## Directions:
Every record needs to come back as written, except for the pictures.

[Image-grounded pointing data]
+ + + + + + +

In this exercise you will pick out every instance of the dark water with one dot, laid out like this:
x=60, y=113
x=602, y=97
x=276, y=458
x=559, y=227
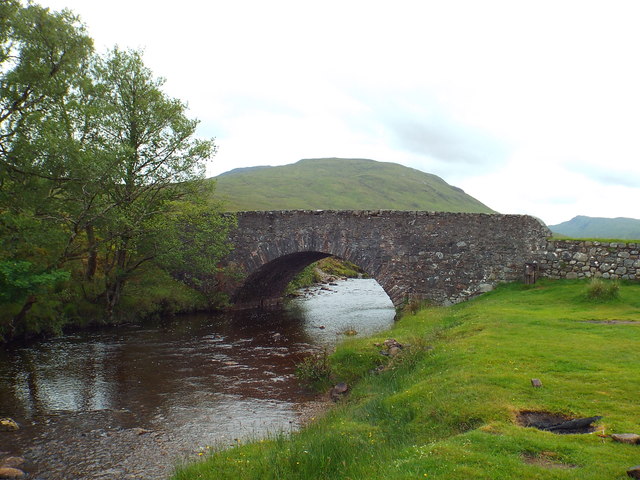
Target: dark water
x=132, y=402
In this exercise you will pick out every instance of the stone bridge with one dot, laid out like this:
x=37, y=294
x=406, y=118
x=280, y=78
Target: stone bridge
x=437, y=256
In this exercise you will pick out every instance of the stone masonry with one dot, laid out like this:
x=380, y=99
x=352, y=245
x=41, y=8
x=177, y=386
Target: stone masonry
x=442, y=257
x=585, y=259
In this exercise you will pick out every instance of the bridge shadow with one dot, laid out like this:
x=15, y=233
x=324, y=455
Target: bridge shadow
x=266, y=286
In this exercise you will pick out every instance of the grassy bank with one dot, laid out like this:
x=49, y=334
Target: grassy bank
x=447, y=406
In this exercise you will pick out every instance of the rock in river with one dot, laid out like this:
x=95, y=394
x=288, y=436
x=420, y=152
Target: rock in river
x=8, y=425
x=8, y=472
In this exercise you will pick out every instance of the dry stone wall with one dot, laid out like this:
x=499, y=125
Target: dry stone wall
x=573, y=259
x=443, y=257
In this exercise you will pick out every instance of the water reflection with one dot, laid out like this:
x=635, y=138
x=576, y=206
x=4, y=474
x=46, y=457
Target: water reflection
x=141, y=396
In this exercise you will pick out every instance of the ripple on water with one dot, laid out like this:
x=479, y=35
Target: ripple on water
x=128, y=402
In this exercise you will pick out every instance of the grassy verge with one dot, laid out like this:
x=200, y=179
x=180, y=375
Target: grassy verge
x=446, y=407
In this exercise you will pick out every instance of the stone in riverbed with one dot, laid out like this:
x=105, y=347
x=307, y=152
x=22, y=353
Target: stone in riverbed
x=12, y=462
x=8, y=472
x=8, y=425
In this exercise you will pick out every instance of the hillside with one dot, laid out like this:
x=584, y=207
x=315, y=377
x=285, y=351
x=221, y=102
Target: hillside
x=341, y=184
x=596, y=227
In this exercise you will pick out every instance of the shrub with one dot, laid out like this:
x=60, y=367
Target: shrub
x=602, y=291
x=315, y=369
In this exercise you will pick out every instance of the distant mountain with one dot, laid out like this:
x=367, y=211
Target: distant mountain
x=341, y=184
x=595, y=227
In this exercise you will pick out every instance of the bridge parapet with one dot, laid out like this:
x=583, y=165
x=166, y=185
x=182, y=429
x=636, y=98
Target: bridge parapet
x=438, y=256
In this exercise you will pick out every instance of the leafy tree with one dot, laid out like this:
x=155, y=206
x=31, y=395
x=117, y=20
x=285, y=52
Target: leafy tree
x=148, y=144
x=99, y=169
x=40, y=55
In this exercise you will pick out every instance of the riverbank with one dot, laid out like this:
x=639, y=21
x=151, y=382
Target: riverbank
x=454, y=402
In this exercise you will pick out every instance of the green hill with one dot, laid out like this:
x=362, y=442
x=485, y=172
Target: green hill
x=341, y=184
x=596, y=227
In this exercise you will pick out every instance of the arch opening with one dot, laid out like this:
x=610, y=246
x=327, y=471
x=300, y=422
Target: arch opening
x=266, y=286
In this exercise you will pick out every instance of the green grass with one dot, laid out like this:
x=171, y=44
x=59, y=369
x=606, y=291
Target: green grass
x=341, y=184
x=446, y=407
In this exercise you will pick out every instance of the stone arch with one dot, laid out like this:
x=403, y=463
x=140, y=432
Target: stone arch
x=266, y=284
x=437, y=256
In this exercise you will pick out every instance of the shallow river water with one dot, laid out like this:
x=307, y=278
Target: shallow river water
x=131, y=402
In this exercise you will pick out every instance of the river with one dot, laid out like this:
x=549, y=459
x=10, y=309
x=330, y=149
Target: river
x=132, y=402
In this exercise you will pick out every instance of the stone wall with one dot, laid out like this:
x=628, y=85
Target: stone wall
x=443, y=257
x=585, y=259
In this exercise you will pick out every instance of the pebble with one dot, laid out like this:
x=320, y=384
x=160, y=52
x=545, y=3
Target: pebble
x=8, y=472
x=8, y=425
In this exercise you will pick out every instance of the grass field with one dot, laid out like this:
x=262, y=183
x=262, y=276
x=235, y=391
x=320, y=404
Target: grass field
x=446, y=407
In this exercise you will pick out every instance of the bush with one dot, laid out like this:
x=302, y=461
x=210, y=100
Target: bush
x=315, y=369
x=602, y=291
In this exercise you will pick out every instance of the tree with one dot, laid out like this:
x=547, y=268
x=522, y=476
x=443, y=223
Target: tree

+ + + + + + +

## Result for this task:
In this exercise you will pick out every instance of the dark water with one dot, laid out like this:
x=60, y=113
x=602, y=97
x=276, y=458
x=559, y=227
Target: dark water
x=132, y=402
In this exercise you will pick out every instance of the stone bridge with one dot, laid out like this:
x=37, y=294
x=406, y=118
x=280, y=78
Target: stone bridge
x=437, y=256
In this exercise you will pick out every instance of the stone masonry with one dot, laid out like this:
x=380, y=99
x=352, y=245
x=41, y=8
x=177, y=386
Target: stone masonry
x=442, y=257
x=585, y=259
In this exercise you will pick out every instance of the bridge shadow with one dot, laid out like this:
x=15, y=233
x=324, y=455
Target: bridge shadow
x=266, y=286
In this exercise you will pick out every instance of the grassy bank with one dot, laid out like this:
x=49, y=334
Target: grassy bank
x=447, y=406
In this exercise you will pick out every instance of the rock in river with one dot, laid out like this:
x=95, y=394
x=288, y=436
x=420, y=152
Target: rock in river
x=8, y=425
x=8, y=472
In this exercise you will pick out every instance of the dry stone wall with one dot, laid out like this:
x=499, y=125
Target: dry stone wall
x=573, y=259
x=443, y=257
In this exercise you will pick out every instance of the water reflection with one dot, laid out like this:
x=635, y=138
x=576, y=206
x=4, y=474
x=46, y=457
Target: water reflection
x=141, y=396
In this exercise you will pick out every instance of the ripple on water with one dot, laid out like this:
x=479, y=35
Target: ripple on water
x=128, y=402
In this exercise you will pick out every instance of the grassy verge with one dot, laid out like this:
x=200, y=179
x=180, y=375
Target: grassy verge
x=446, y=407
In this exercise you will pick out every instance of the stone in riverbed with one dot, laid out like this:
x=105, y=347
x=307, y=152
x=22, y=353
Target: stone in riverbed
x=12, y=462
x=8, y=472
x=8, y=425
In this exercise you will pick out every instance of the hillside with one dot, laid out like this:
x=584, y=207
x=315, y=377
x=285, y=351
x=221, y=102
Target: hillside
x=341, y=184
x=596, y=227
In this exercise you will pick out every instance of the shrub with one dot, laid out like this:
x=60, y=367
Target: shrub
x=602, y=291
x=315, y=369
In this exercise you will pick out every instance of the distant mountain with one dot, laid out like this:
x=367, y=211
Target: distant mountain
x=341, y=184
x=595, y=227
In this exercise you will pick out every instance of the bridge parapet with one dot, laid out like this:
x=583, y=165
x=166, y=185
x=182, y=429
x=636, y=98
Target: bridge parapet
x=438, y=256
In this exercise you will pick out every instance of the leafy tree with one dot, laid out like this:
x=155, y=206
x=31, y=395
x=117, y=20
x=285, y=52
Target: leafy tree
x=148, y=144
x=99, y=169
x=40, y=55
In this exercise you will pick out every instance of the riverbank with one dot, laid out like this:
x=639, y=21
x=151, y=382
Target: riverbank
x=454, y=402
In this exercise you will pick out every instance of the green hill with one dot, laid out like this:
x=362, y=442
x=485, y=172
Target: green hill
x=341, y=184
x=596, y=227
In this exercise you will pick out every instance of the arch opening with one dot, laid out like this:
x=610, y=246
x=327, y=471
x=300, y=422
Target: arch opening
x=266, y=286
In this exercise you will pick out every instance of the green grass with one dot, laid out like this:
x=171, y=44
x=59, y=369
x=606, y=291
Target: green grass
x=341, y=184
x=446, y=407
In this exercise you will pick out every instance of the stone arch with one dot, laid out like this:
x=403, y=463
x=140, y=432
Target: stone arch
x=266, y=284
x=437, y=256
In this exercise you will pick out every instance of the shallow river water with one dot, laid out like this:
x=307, y=278
Target: shallow river water
x=131, y=402
In this exercise you will pick out every instance of the river with one dot, laid out like this:
x=549, y=459
x=10, y=309
x=330, y=149
Target: river
x=132, y=402
In this exercise you will pick out every instance of the stone wall with one dot, laid out like this:
x=628, y=85
Target: stone wall
x=443, y=257
x=585, y=259
In this exercise you will pick out every instance of the pebble with one dot, laid out like this:
x=320, y=384
x=160, y=52
x=545, y=3
Target: pebble
x=8, y=472
x=8, y=425
In this exercise you will pick out every instance of the grass field with one dot, laid out like this:
x=262, y=183
x=262, y=276
x=235, y=391
x=320, y=404
Target: grass field
x=446, y=407
In this exercise you will pick out every instance of the bush with one dot, laid out like this:
x=302, y=461
x=210, y=100
Target: bush
x=315, y=369
x=602, y=291
In this exercise you will pick out every instance of the tree with one dot, laid out like this:
x=547, y=268
x=522, y=476
x=443, y=223
Target: tree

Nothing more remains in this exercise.